(Dataset items)
--- begin ---

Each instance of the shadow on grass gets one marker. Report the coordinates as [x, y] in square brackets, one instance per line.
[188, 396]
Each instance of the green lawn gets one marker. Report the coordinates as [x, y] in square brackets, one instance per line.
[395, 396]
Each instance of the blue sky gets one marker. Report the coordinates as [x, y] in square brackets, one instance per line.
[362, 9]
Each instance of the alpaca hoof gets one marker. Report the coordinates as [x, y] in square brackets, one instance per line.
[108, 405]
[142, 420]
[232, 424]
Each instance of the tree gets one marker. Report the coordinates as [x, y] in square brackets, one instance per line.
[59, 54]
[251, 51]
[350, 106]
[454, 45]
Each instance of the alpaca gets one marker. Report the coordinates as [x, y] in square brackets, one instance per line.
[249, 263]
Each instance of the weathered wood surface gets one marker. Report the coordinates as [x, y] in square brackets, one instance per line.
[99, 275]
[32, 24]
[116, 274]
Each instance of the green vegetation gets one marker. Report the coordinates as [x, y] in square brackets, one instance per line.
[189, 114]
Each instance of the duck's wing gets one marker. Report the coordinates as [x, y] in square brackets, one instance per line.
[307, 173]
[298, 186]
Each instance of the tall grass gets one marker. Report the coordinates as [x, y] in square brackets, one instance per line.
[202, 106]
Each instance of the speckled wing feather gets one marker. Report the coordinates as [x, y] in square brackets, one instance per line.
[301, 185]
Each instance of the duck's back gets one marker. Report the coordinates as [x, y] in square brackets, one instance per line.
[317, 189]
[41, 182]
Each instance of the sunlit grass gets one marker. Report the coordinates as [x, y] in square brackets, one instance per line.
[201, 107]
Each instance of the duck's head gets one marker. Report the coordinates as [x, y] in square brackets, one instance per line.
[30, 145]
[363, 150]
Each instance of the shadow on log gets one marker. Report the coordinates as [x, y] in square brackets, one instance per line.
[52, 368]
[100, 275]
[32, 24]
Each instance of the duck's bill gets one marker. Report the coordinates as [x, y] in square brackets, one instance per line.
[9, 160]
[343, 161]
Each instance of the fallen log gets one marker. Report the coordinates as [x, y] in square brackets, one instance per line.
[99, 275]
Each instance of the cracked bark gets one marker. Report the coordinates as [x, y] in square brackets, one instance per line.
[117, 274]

--- end ---

- Exercise details -
Render every line of the listing above as a numbered list, omitting any blank lines.

- Worked answer -
1. Each instance of the shadow on grass gets one marker. Report the coordinates as [x, y] in square brackets, one instance per line.
2. [188, 396]
3. Each instance of the green lawn gets one marker. Report the coordinates as [x, y] in square brackets, one instance per line.
4. [395, 396]
5. Each instance of the blue sky gets one marker. Report the coordinates as [x, y] in square brackets, one instance per line.
6. [362, 9]
7. Each instance of the alpaca hoof gets one marker. Report the coordinates as [x, y] in square brackets, one instance per line.
8. [108, 405]
9. [142, 420]
10. [232, 424]
11. Each instance of the tree gets one marker. Report the coordinates as [x, y] in square brackets, one instance per line.
12. [59, 54]
13. [251, 51]
14. [350, 106]
15. [454, 45]
16. Each instance of the alpaca gets one marker. Report the coordinates as [x, y] in square brackets, one instance per line.
17. [249, 263]
18. Each instance of the weathered wood surface gets one marker. Report the coordinates as [x, y] in square brackets, one instance per line.
19. [99, 275]
20. [32, 24]
21. [116, 274]
22. Each instance of the green vegetation gets one marker. Report the coordinates as [x, y] in square brackets, one instance per line.
23. [189, 114]
24. Each instance of the duck's wing gets one marker. Report the coordinates as [x, y] in square brackets, one instance per line.
25. [307, 173]
26. [298, 186]
27. Each instance of the tall grass gets one marker. Report the coordinates as [x, y] in square brackets, one instance per line.
28. [202, 106]
29. Each instance of the speckled wing feather gets one marker. Report the coordinates as [x, y] in square brackets, one instance per line.
30. [301, 185]
31. Each instance of the duck's back gets one marker. Report the coordinates as [x, y] in square brackets, one instance per line.
32. [317, 189]
33. [41, 182]
34. Each instance of the sunlit grass gets one marker. Report the coordinates as [x, y] in square brackets, one instance per line.
35. [201, 107]
36. Each instance of the duck's head gets one marker. Report the coordinates as [x, y] in square brackets, one instance per line.
37. [30, 145]
38. [363, 150]
39. Each instance of the shadow on log gets one marker. Report the coordinates as [x, y] in square brackets, one instance per line.
40. [52, 368]
41. [100, 275]
42. [32, 24]
43. Each instance of the duck's bill gets one marker. Report the coordinates as [x, y] in square brackets, one instance per line.
44. [9, 160]
45. [343, 161]
46. Each instance of the fallen log gets one marker. Report the coordinates as [x, y] in square brackets, one instance per line.
47. [99, 275]
48. Each instance of the cracked bark gets one marker. Report the coordinates as [x, y] in square brackets, one instance per line.
49. [117, 274]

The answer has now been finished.